___ RECORDS FOR THIS TASK ___

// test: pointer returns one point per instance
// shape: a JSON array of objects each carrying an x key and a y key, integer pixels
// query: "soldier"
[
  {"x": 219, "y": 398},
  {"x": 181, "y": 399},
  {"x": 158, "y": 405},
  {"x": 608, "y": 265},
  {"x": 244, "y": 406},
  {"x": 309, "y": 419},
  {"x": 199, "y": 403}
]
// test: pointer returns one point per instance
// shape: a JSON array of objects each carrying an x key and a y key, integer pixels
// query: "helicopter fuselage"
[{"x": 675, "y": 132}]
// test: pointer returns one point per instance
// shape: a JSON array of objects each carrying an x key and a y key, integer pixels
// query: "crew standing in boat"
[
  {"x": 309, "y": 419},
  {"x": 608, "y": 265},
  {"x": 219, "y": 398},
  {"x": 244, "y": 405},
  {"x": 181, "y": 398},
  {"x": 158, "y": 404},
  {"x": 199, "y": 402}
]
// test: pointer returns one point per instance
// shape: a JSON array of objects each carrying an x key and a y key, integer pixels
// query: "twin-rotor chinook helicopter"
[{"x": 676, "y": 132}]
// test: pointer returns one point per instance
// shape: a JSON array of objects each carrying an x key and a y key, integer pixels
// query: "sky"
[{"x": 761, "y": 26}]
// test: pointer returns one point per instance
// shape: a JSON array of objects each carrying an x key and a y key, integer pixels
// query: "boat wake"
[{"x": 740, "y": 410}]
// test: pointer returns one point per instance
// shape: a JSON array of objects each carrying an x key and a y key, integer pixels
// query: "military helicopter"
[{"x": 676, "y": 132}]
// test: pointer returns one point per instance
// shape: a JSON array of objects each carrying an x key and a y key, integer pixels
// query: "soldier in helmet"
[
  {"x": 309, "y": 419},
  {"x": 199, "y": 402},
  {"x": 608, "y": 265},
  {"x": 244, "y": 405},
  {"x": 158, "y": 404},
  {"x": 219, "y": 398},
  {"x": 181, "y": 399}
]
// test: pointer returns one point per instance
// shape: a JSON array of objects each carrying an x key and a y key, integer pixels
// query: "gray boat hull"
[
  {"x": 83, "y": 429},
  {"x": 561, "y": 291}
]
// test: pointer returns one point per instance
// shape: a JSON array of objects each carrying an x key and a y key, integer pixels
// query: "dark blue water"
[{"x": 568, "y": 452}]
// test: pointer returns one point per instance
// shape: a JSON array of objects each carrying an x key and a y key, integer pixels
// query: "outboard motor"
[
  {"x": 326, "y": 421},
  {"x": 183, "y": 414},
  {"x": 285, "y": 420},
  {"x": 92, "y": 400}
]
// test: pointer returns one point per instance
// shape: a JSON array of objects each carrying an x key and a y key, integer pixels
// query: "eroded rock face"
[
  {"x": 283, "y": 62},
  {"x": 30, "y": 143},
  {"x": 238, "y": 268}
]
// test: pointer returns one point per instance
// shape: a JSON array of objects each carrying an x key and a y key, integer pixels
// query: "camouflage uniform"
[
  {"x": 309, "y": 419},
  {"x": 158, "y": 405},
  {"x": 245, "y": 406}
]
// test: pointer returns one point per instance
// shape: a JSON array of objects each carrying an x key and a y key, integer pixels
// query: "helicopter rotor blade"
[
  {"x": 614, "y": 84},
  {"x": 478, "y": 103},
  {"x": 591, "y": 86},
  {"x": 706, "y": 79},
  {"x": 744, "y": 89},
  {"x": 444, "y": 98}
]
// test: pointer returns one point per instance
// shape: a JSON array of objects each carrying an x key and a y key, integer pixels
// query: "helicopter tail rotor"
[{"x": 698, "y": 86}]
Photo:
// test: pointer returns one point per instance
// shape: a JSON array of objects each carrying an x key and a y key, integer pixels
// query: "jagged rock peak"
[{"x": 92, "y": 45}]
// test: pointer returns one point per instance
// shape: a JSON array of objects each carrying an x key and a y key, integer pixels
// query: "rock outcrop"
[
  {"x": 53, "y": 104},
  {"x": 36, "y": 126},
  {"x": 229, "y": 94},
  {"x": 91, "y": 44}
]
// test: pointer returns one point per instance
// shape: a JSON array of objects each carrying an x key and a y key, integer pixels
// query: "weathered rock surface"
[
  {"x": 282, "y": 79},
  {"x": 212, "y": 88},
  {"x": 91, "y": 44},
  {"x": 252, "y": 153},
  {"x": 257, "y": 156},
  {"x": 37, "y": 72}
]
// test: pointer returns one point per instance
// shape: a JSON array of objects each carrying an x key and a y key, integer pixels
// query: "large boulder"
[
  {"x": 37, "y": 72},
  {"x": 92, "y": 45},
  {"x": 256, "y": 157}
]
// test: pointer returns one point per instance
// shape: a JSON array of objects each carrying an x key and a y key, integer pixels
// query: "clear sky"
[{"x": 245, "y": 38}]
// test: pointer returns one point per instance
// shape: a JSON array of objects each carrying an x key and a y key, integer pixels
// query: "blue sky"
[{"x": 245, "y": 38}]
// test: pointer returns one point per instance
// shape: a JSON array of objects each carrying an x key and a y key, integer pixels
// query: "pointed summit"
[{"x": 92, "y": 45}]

___

## OBJECTIVE:
Print all the data exactly.

## FINAL ANSWER:
// test: pointer returns one point per instance
// shape: a JSON array of objects each carrying an x key and a y key, integer pixels
// query: "soldier"
[
  {"x": 219, "y": 398},
  {"x": 181, "y": 399},
  {"x": 158, "y": 405},
  {"x": 608, "y": 265},
  {"x": 244, "y": 406},
  {"x": 309, "y": 419},
  {"x": 199, "y": 403}
]
// test: pointer returns one point per instance
// shape: a JSON array of objects each carrying an x key and a y key, integer pixels
// query: "helicopter fuselage"
[{"x": 675, "y": 132}]
// test: pointer returns one point per instance
// shape: a JSON array of objects each carrying an x key and a y key, integer pixels
// query: "crew standing in boat"
[
  {"x": 309, "y": 419},
  {"x": 608, "y": 265},
  {"x": 219, "y": 398},
  {"x": 244, "y": 405},
  {"x": 181, "y": 398},
  {"x": 158, "y": 404},
  {"x": 199, "y": 402}
]
// test: pointer returns one point per instance
// shape: a JSON array of objects each carrying an x key and a y key, integer pixels
// query: "twin-rotor chinook helicopter"
[{"x": 676, "y": 132}]
// test: pointer returns one point per instance
// shape: a JSON array of objects each carrying an x key and a y key, integer pixels
// query: "sky"
[{"x": 761, "y": 26}]
// test: pointer returns one point per instance
// shape: a JSON array of objects each carrying an x key and a y key, integer pixels
// query: "boat wake"
[{"x": 740, "y": 410}]
// test: pointer returns one point per instance
// shape: a JSON array of objects each carrying an x key and a y key, integer pixels
// query: "military helicopter"
[{"x": 676, "y": 132}]
// test: pointer returns one point per instance
// shape: a JSON array of objects each carrying an x key and a y key, integer pixels
// query: "soldier in helmet"
[
  {"x": 309, "y": 419},
  {"x": 199, "y": 402},
  {"x": 608, "y": 265},
  {"x": 244, "y": 405},
  {"x": 158, "y": 404},
  {"x": 219, "y": 398},
  {"x": 181, "y": 399}
]
// test: pointer returns one point per instance
// shape: a JSON array of objects each carrying an x key and a y key, integer pixels
// query: "gray boat hull"
[
  {"x": 83, "y": 429},
  {"x": 561, "y": 291}
]
// test: pointer returns one point per instance
// shape: a JSON array of objects each carrying an x key and a y key, integer pixels
// query: "dark blue water"
[{"x": 568, "y": 452}]
// test: pointer returns one point per instance
// shape: a JSON array of objects each carrying an x key and a y key, integer pixels
// query: "outboard motor"
[
  {"x": 326, "y": 421},
  {"x": 183, "y": 414},
  {"x": 285, "y": 420},
  {"x": 92, "y": 400}
]
// test: pointer returns one point per instance
// shape: a JSON array of objects each carrying an x key and a y key, integer pixels
// query: "eroded rock face"
[
  {"x": 283, "y": 62},
  {"x": 30, "y": 143},
  {"x": 238, "y": 268}
]
// test: pointer returns one point per instance
// shape: a JSON array of objects each carrying an x key and a y key, integer pixels
// query: "camouflage uniform"
[
  {"x": 309, "y": 419},
  {"x": 158, "y": 405},
  {"x": 245, "y": 406}
]
// test: pointer returns one point per instance
// shape: a JSON array of objects each carrying an x key and a y key, integer pixels
// query: "helicopter rotor blade"
[
  {"x": 614, "y": 84},
  {"x": 478, "y": 103},
  {"x": 591, "y": 86},
  {"x": 706, "y": 79},
  {"x": 744, "y": 89},
  {"x": 444, "y": 98}
]
// test: pointer returns one point per instance
// shape: a JSON array of objects each carrying an x key and a y key, integer pixels
// query: "helicopter tail rotor"
[{"x": 698, "y": 86}]
Photo:
// test: pointer returns one point per instance
// shape: a JSON array of objects each carrying an x key and a y key, integer pixels
// query: "jagged rock peak"
[{"x": 92, "y": 45}]
// test: pointer returns one point per instance
// shape: a JSON array of objects each carrying an x key and a y key, integer pixels
// query: "rock outcrop"
[
  {"x": 53, "y": 104},
  {"x": 36, "y": 126},
  {"x": 229, "y": 94},
  {"x": 91, "y": 44}
]
// test: pointer returns one point per instance
// shape: a JSON array of objects each carrying an x key and a y key, integer pixels
// query: "weathered rock surface"
[
  {"x": 282, "y": 79},
  {"x": 212, "y": 88},
  {"x": 91, "y": 44},
  {"x": 252, "y": 153},
  {"x": 257, "y": 156},
  {"x": 37, "y": 72}
]
// test: pointer returns one point per instance
// shape: a JSON array of objects each carrying an x key and a y key, integer pixels
// query: "large boulder"
[
  {"x": 37, "y": 72},
  {"x": 92, "y": 45},
  {"x": 256, "y": 157}
]
// test: pointer returns one point per instance
// shape: a JSON array of objects each carrying an x key and a y key, integer pixels
// query: "clear sky"
[{"x": 245, "y": 38}]
// test: pointer returns one point per instance
// shape: a JSON array of objects each carrying an x key and a y key, integer pixels
// query: "blue sky"
[{"x": 245, "y": 38}]
// test: pointer returns one point per instance
// shape: a JSON array of objects each carrying an x key and a y key, integer pixels
// query: "pointed summit"
[{"x": 92, "y": 45}]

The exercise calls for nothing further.